文档段落
BERT系列-BERT模型的核心架构

BERT系列（2）-BERT模型的核心架构

AI Studio

3662人浏览 · 2021-11-05 09:57:33

AI Studio · 2021-11-05 09:57:33 发布

0.BERT模型的核心架构

通过上一篇的阅读，大家对BERT应该有了基本的认识。在运行最后一段代码时应该已经发现，我们采用了PaddleNLP来实现BERT的功能，所以我们这节课的代码依然以此为基础。

从理论的角度看，想要了解BERT的模型结构，需要补充Transformer（以自注意力为主）结构的相关知识，Attention Is All You Need论文已经给出。不过BERT并没有采用整个的Transformer结构（Encoder+Decoder），仅仅使用了Transformer结构里的Encoder部分。BERT将多层的Encoder搭建一起组成了它的基本网络结构，本篇内容我们会从BERT的源代码角度分析其核心。

# 导入一些需要的包
import paddle
import collections
from paddle.nn import Linear, Dropout, LayerNorm, LayerList, Layer
import paddle.nn.functional as F
import paddle.nn as nn

1.Encoder的核心模型

下面我们看看整个的BERT模型是什么样的，大体结构如下图所示。

1.1TransformerEncoder

红色框圈出的部分就是BERT的整个核心网络结构，我们管他叫做TransformerEncoder，该部分代码见TransformerEncoder，其初始化参数代码如下。

class TransformerEncoder(Layer):
    def __init__(self, encoder_layer, num_layers, norm=None):
        super(TransformerEncoder, self).__init__()
        # 由多层encoder_layer组成，论文中给出，bert-base是12层，bert-large是24层，一层结构就如上图中蓝色框里的结构
        # num_layers = 12 or 24
        # LayerList称之为容器，使用方法和python里的list类似
        self.layers = LayerList([(encoder_layer if i == 0 else type(encoder_layer)(**encoder_layer._config)) for i in range(num_layers)])
        self.num_layers = num_layers

可以看出TransformerEncoder是由多层encoder_layer堆叠而成，那encoder_layer长什么样，见下面内容。

1.2TransformerEncoderLayer

TransformerEncoderLayer就是1.1里提到的encoder_layer，也是下图中的BertLayer，指的是一层encoder的网络。

通过上面的代码能够看出，TransformerEncoder是由多层TransformerEncoderLayer叠加而成，我们把TransformerEncoderLayer这个结构单独拿出来，如上图中右半部分所示，它的代码结构如下。

class TransformerEncoderLayer(Layer):
    def __init__(self,
                 d_model, # 模型输入与输出的特征维度，对于bert base来说，此处d_model=768
                 nhead, # MultiHeadAttention总共有多少个head
                 dim_feedforward, # 在Feed Forward层中隐藏层的维度
                 dropout=0.1, # dropout层的参数
                 activation="relu", # Feed Forward层中应用的激活函数
                 attn_dropout=None, # MultiHeadAttention层中的dropout
                 act_dropout=None, # Feed Forward层中dropout
                 normalize_before=False, # 在MultiHeadAttention层与Feed Forward层之前是否加layer normalization
                 weight_attr=None, # 如果指定权重参数属性的对象是tuple，需要做处理
                 bias_attr=None): # 如果指定权重参数属性的对象是tuple，需要做处理
        self._config = locals()

书面任务
请用两句话概括上面这篇关于BERT核心架构的文章。

数据条目
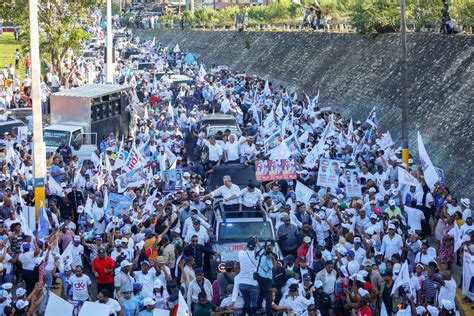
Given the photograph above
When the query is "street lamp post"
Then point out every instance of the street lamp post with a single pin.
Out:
(110, 63)
(404, 75)
(39, 147)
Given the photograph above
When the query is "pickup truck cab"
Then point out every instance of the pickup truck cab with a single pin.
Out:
(231, 234)
(82, 144)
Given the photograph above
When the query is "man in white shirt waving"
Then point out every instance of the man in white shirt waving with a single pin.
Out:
(230, 194)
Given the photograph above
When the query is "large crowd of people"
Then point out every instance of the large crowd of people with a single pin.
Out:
(385, 248)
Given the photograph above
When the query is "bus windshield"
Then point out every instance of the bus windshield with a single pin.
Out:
(53, 138)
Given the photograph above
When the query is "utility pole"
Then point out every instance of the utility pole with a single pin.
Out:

任务答案
BERT没有采用完整的Transformer结构，只使用了其中的Encoder部分，并将多层Encoder搭建在一起组成基本网络结构。文章从源代码角度说明，TransformerEncoder由多层TransformerEncoderLayer堆叠而成（bert-base为12层，bert-large为24层），并列出了TransformerEncoderLayer的初始化参数，如特征维度d_model、head数量nhead以及Feed Forward层中隐藏层的维度等。